**Assignment:** From the first line to the last, give the records again exactly.
__________________________________________________
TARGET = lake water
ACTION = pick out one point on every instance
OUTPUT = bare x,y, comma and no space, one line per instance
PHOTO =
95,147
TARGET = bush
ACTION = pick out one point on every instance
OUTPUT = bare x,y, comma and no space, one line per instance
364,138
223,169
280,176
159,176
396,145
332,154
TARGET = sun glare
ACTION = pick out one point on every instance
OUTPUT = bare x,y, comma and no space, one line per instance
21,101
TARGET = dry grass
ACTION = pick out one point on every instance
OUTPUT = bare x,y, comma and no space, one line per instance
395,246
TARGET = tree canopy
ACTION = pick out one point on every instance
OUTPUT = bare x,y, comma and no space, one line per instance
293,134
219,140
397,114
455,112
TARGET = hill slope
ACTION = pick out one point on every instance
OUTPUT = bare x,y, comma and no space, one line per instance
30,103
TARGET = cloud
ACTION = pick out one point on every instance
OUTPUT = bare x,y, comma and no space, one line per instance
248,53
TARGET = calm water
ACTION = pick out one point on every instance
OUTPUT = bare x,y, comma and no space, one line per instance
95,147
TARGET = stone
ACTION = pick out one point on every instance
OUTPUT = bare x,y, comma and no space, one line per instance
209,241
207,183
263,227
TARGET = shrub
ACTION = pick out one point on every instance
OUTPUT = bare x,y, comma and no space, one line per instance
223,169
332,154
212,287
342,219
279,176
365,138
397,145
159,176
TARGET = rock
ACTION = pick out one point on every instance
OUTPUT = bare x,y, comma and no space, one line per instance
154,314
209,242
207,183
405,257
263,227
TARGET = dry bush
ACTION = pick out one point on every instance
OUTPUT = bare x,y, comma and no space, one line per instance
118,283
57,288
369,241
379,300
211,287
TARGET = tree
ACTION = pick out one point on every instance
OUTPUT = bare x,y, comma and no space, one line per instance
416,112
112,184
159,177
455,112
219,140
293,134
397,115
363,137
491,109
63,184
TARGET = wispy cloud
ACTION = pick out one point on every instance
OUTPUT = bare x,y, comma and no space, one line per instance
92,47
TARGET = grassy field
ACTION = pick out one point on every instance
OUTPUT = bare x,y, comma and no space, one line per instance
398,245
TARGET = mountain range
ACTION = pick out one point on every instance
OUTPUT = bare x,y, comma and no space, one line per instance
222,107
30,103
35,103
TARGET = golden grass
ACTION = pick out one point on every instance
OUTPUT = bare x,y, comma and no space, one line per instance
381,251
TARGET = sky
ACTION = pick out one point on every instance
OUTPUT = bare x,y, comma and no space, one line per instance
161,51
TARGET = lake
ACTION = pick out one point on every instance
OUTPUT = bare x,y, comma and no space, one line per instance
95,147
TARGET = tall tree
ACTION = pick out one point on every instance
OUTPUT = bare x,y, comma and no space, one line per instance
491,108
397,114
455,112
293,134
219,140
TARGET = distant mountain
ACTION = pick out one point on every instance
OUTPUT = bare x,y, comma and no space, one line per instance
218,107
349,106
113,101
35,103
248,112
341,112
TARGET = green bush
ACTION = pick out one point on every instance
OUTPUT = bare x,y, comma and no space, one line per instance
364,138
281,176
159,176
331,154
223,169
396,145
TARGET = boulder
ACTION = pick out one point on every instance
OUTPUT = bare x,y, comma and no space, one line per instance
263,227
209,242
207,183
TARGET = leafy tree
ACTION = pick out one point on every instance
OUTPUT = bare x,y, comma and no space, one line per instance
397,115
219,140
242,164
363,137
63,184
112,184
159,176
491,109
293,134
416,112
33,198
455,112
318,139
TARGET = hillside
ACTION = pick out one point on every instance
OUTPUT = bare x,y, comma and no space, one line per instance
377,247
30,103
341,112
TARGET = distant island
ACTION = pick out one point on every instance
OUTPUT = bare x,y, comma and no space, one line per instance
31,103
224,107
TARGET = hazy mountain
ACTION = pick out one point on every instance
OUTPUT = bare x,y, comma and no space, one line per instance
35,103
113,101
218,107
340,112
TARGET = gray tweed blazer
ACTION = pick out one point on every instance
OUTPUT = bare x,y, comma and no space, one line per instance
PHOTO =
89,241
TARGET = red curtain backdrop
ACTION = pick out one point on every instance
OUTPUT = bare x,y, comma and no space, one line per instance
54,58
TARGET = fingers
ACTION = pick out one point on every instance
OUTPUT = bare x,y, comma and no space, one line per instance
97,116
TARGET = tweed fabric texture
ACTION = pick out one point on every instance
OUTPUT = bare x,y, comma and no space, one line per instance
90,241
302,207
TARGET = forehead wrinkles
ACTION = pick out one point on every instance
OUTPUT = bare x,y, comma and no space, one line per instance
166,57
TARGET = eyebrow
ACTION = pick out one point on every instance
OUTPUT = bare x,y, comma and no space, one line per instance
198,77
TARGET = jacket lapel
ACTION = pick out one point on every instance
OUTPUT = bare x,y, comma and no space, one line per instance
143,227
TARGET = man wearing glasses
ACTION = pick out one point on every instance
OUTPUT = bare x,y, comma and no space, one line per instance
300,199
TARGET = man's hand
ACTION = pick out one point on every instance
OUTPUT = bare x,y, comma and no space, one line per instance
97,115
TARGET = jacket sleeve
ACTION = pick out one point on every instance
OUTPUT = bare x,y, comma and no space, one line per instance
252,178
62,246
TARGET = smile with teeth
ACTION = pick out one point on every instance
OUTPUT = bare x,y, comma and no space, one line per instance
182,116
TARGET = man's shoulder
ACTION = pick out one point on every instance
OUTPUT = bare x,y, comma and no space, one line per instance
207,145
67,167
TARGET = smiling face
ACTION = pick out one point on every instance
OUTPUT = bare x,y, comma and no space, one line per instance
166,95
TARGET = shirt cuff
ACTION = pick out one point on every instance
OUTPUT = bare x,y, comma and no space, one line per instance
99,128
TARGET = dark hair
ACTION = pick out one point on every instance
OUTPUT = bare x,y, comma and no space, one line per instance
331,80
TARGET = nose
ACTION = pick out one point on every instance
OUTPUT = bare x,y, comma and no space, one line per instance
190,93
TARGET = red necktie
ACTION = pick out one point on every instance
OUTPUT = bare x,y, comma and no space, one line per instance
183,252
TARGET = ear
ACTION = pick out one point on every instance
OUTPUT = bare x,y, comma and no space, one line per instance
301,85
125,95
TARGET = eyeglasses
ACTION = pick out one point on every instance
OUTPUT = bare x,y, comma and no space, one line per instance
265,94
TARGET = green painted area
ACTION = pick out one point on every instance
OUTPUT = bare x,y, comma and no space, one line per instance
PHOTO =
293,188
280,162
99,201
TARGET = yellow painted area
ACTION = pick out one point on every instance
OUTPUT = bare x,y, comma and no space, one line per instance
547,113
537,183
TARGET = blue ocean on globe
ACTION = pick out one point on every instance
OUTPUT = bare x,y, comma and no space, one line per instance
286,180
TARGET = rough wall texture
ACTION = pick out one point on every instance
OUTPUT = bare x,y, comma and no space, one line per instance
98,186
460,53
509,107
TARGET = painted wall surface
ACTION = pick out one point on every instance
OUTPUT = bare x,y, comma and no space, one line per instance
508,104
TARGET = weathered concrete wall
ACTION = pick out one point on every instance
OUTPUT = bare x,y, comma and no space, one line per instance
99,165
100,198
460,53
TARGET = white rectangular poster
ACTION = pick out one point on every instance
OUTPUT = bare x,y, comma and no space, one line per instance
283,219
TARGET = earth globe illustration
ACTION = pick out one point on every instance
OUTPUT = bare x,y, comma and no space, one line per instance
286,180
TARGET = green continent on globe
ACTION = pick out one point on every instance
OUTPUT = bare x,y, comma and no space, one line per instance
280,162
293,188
__________________________________________________
**Task solution:**
TARGET = lake water
ACTION = pick out one point on every instance
OUTPUT = bare x,y, comma and no space, one line per instance
PHOTO =
95,147
TARGET = bush
ACTION = pick out one point on every instance
OUTPUT = bare x,y, comma and no space, one line per instance
364,138
223,169
280,176
159,176
396,145
332,154
TARGET = sun glare
ACTION = pick out one point on every instance
OUTPUT = bare x,y, comma and no space, one line per instance
21,101
TARGET = dry grass
ACTION = pick out one point on every instance
OUTPUT = bare x,y, comma and no space, one line per instance
395,246
TARGET = tree canopy
ACTION = pick out one point on every instance
OUTPUT = bare x,y, comma and no space, one line per instance
293,134
219,140
397,114
455,112
TARGET = hill slope
ACTION = pick out one point on every instance
OUTPUT = bare x,y, comma and no space, one line per instance
30,103
TARGET = cloud
ACTION = pick out one point on every instance
OUTPUT = bare x,y, comma and no space, one line per instance
248,53
TARGET = calm water
ACTION = pick out one point on every instance
OUTPUT = bare x,y, comma and no space, one line per instance
95,147
TARGET = stone
ACTION = pick out one point on every instance
OUTPUT = bare x,y, comma and no space, one line per instance
209,241
207,183
263,227
TARGET = shrub
ACTION = pick out one point on every instance
OUTPUT = bare x,y, comma and no space, one line per instance
223,169
332,154
212,287
342,219
279,176
365,138
397,145
159,176
TARGET = rock
ACTION = pick out one point on every instance
OUTPUT = bare x,y, comma and no space, one line per instance
154,314
209,242
207,183
405,257
263,227
TARGET = dry bush
ACTION = pick out one point on every instance
OUTPUT = bare x,y, comma and no space, one line per instance
118,283
57,288
369,241
379,300
211,287
TARGET = tree
ACTION = pick out one point on every instance
OUTPUT = bare x,y, comma and no space, one line per instance
416,112
112,184
159,177
455,112
219,140
293,134
397,115
363,137
491,109
63,184
TARGET = wispy cloud
ACTION = pick out one point on every instance
OUTPUT = bare x,y, comma and no space, one line per instance
92,47
TARGET = grassy field
ACTION = pick out one point on every instance
OUTPUT = bare x,y, comma and no space, one line per instance
398,245
TARGET = mountain range
ACTION = pick out one point on every instance
OUTPUT = bare x,y, comma and no space, one line per instance
222,107
30,103
35,103
TARGET = golden grass
ACTION = pick out one point on every instance
OUTPUT = bare x,y, comma and no space, one line per instance
381,251
TARGET = sky
ACTION = pick out one point on every instance
OUTPUT = bare x,y, comma and no space, one line per instance
161,51
TARGET = lake
ACTION = pick out one point on every instance
OUTPUT = bare x,y, comma and no space, one line per instance
95,147
TARGET = tall tree
ACTION = pick out one point on every instance
OUTPUT = bare x,y, comma and no space, one line per instance
491,108
397,114
455,112
293,134
219,140
TARGET = distant mountain
ACTION = pick out one point on every instance
OUTPUT = bare x,y, comma and no space, one line per instance
218,107
349,106
113,101
35,103
248,112
341,112
TARGET = green bush
ACTION = pick out one point on every instance
OUTPUT = bare x,y, comma and no space, one line per instance
364,138
281,176
159,176
331,154
223,169
396,145
TARGET = boulder
ACTION = pick out one point on every instance
OUTPUT = bare x,y, comma and no space, one line per instance
263,227
209,242
207,183
TARGET = leafy tree
ACTION = pick out one point on every instance
OUTPUT = bare x,y, comma and no space, one line per instance
397,115
219,140
242,164
363,137
63,184
112,184
159,176
491,109
293,134
416,112
33,198
455,112
318,139
TARGET = hillside
ACTION = pick out one point on every instance
OUTPUT = bare x,y, comma and no space, one line per instance
377,247
30,103
341,112
TARGET = distant island
ACTION = pick out one point on every instance
OUTPUT = bare x,y, comma and no space, one line per instance
31,103
224,107
TARGET = hazy mountain
ACTION = pick out one point on every instance
OUTPUT = bare x,y, comma and no space, one line per instance
35,103
113,101
218,107
340,112
TARGET = gray tweed blazer
ACTION = pick out one point on every instance
OUTPUT = bare x,y, comma and no space, one line per instance
PHOTO =
89,241
TARGET = red curtain backdrop
ACTION = pick out one point on every instance
OUTPUT = bare x,y, comma and no space, one line per instance
54,58
TARGET = fingers
ACTION = pick out one point on every instance
OUTPUT = bare x,y, comma and no space, one line per instance
97,116
TARGET = tweed fabric texture
ACTION = pick out one point on every instance
OUTPUT = bare x,y, comma and no space, one line per instance
90,241
302,207
TARGET = forehead wrinkles
ACTION = pick out one point on every instance
OUTPUT = bare x,y, comma and no space, one line per instance
166,57
TARGET = eyebrow
ACTION = pick out one point on every instance
OUTPUT = bare x,y, comma and no space, one line per instance
198,77
TARGET = jacket lapel
ACTION = pick out one point on every instance
OUTPUT = bare x,y, comma and no space, one line per instance
143,227
TARGET = man wearing glasses
ACTION = pick out one point on every instance
OUTPUT = bare x,y, comma and no space, one line per instance
300,199
TARGET = man's hand
ACTION = pick out one point on every instance
OUTPUT = bare x,y, comma and no space, one line per instance
97,115
TARGET = jacket sleeve
ACTION = pick out one point on every instance
OUTPUT = bare x,y, comma and no space, one line per instance
252,178
62,246
TARGET = smile with teeth
ACTION = pick out one point on every instance
OUTPUT = bare x,y, comma and no space, one line per instance
182,116
TARGET = man's shoulder
ACTION = pick out one point on every instance
OUTPUT = bare x,y, comma and no space, one line per instance
207,145
67,167
TARGET = smiling face
ACTION = pick out one point on every instance
OUTPUT = bare x,y, comma and no space, one line per instance
166,95
TARGET = shirt cuff
ACTION = pick out one point on every instance
OUTPUT = bare x,y, comma and no space, one line per instance
99,128
TARGET = dark hair
ACTION = pick out one point on every instance
OUTPUT = bare x,y, comma and no space, one line per instance
331,80
TARGET = nose
ACTION = pick out one point on every instance
OUTPUT = bare x,y, comma and no space, one line per instance
190,93
TARGET = red necktie
ACTION = pick out one point on every instance
OUTPUT = bare x,y, comma and no space, one line per instance
183,252
TARGET = ear
ACTION = pick out one point on every instance
OUTPUT = bare x,y, comma and no space, one line per instance
301,85
125,95
TARGET = eyeglasses
ACTION = pick out one point on every instance
OUTPUT = bare x,y, comma and no space, one line per instance
265,94
TARGET = green painted area
ACTION = pick out one point on every instance
OUTPUT = bare x,y, comma and no space, one line per instance
PHOTO =
293,188
280,162
99,201
TARGET = yellow painted area
ACTION = pick out one point on every instance
OUTPUT = bare x,y, comma and no space, one line per instance
547,113
537,183
TARGET = blue ocean on globe
ACTION = pick out one point on every instance
OUTPUT = bare x,y, comma and no space, one line per instance
286,180
TARGET = rough wall texture
ACTION = pick out one point on every instance
OUTPUT = bare x,y, comma and no space, one line per instance
98,186
460,53
509,107
TARGET = painted wall surface
ACTION = pick out one point on every instance
OUTPUT = bare x,y, comma and no space, one line per instance
508,104
TARGET = weathered concrete wall
ACTION = pick out one point on every instance
OUTPUT = bare x,y, comma and no space, one line per instance
99,165
100,198
460,53
TARGET = white rectangular poster
ACTION = pick out one point on every instance
OUTPUT = bare x,y, comma and no space, one line per instance
283,219
TARGET = earth globe illustration
ACTION = pick out one point on every instance
OUTPUT = bare x,y, comma and no space, one line per instance
286,180
TARGET = green continent on globe
ACTION = pick out one point on every instance
OUTPUT = bare x,y, comma and no space, one line per instance
280,162
293,188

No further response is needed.